Textauszug
#####

Fragen Sie Frau Dr. – Talk to the Brain: Intermittent Fasting – Wer kann das machen?

Text von Dr. Martina Ollesch

Fragen Sie Frau Dr. – Talk to the Brain

Thema: Intermittent Fasting- Wer kann das machen?

 

Also, wer es mit Low-Carb oder Low-Fat nicht geschafft hat, für den soll sich jetzt eine neue Lösung auftun: Intermittent Fasting IF. Man isst einfach genauso weiter wie immer und nur durch zwischenzeitlich wiederkehrende längere Essenspausen (Fasten) wird man nicht nur fettfrei sondern auch noch gesund. Und wenn nicht, erlangt man vielleicht wenigstens Erleuchtung oder Vergebung. Ist das wirklich so? Was lässt sich halten von all den Versprechungen und für wen kommt IF vielleicht in Frage.

#####

Aufgabe
Wodurch soll man laut dem Text über Intermittent Fasting fettfrei und gesund werden, obwohl man genauso weiterisst wie immer? Das Material spielt hierfür keine Rolle.

Daten
#####

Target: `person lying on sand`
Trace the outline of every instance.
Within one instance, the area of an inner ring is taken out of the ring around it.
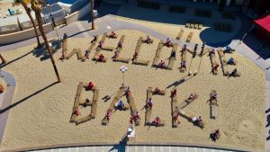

#####

Antwort
Durch zwischenzeitlich wiederkehrende längere Essenspausen, also durch Fasten.